НОВАЯ ТЕРРИТОРИЯ ЮРИЯ КУВАЛДИНА В ПОНИМАНИИ КРИТИКА СТАНИСЛАВА РАССАДИНА

Станислав Рассадин

О ПОЛЬЗЕ ОТСТАЛОСТИ

Реализм и его должники

ВСЕ БОЛЬШЕ нравится мне опаздывать. Отставать. Сенсация! - и вот кинулись, столпились, а ты идешь себе вразвалочку, и пока дошел, готово, толпа разочарованно отвалилась, например, от Сорокина да, кажется, и от Пригова. "Новый поэт, - иронизировал Жюль Ренар. - Запомните хорошенько его имя, потому что больше о нем говорить не будут". Но, спрашиваю лениво, стоит ли запоминать, если не будут? Другое дело, коли новый поэт, "новая волна", "новое слово" - не фикция, но тогда тем более: зачем спешить, оскорбляя истинное явление жадным любопытством зеваки?

****

#### УКАЗАНИЯ К РАБОТЕ:
1. Выпишите из исходного текста фрагмент, начиная со слов «О ПОЛЬЗЕ ОТСТАЛОСТИ» и заканчивая словами «жадным любопытством зеваки?» включительно.
2. Чьи иронические слова о новом поэте приводятся в исходном тексте?
Приведенные далее строки здесь никак не используются.

#### ОТОБРАННЫЕ СТРОКИ:
****

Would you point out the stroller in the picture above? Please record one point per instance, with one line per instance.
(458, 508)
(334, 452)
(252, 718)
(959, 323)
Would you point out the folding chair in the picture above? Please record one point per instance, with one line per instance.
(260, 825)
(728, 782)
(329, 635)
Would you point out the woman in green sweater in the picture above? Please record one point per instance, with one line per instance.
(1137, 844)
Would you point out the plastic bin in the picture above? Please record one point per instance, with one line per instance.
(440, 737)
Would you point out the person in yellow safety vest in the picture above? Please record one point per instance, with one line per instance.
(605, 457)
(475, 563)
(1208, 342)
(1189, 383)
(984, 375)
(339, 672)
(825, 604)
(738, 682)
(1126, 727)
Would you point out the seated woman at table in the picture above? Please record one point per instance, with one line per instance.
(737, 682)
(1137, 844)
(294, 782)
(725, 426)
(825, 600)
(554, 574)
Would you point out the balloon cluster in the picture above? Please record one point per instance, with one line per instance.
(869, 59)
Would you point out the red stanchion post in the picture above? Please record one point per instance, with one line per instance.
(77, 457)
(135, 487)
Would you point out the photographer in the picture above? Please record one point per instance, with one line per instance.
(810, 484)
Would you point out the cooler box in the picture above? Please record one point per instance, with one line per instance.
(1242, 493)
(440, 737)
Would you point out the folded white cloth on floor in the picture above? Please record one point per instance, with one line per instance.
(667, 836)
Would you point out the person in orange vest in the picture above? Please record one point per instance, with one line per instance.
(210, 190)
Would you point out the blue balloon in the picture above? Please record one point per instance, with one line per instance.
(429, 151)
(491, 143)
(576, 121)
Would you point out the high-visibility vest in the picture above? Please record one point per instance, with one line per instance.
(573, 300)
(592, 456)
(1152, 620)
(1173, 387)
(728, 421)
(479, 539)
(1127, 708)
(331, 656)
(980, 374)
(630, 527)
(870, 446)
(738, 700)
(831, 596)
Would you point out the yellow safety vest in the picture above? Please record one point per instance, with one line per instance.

****

#### ОЖИДАЕМЫЕ РЕЗУЛЬТАТЫ:
1.
О ПОЛЬЗЕ ОТСТАЛОСТИ

Реализм и его должники

ВСЕ БОЛЬШЕ нравится мне опаздывать. Отставать. Сенсация! - и вот кинулись, столпились, а ты идешь себе вразвалочку, и пока дошел, готово, толпа разочарованно отвалилась, например, от Сорокина да, кажется, и от Пригова. "Новый поэт, - иронизировал Жюль Ренар. - Запомните хорошенько его имя, потому что больше о нем говорить не будут". Но, спрашиваю лениво, стоит ли запоминать, если не будут? Другое дело, коли новый поэт, "новая волна", "новое слово" - не фикция, но тогда тем более: зачем спешить, оскорбляя истинное явление жадным любопытством зеваки?

2. Жюля Ренара.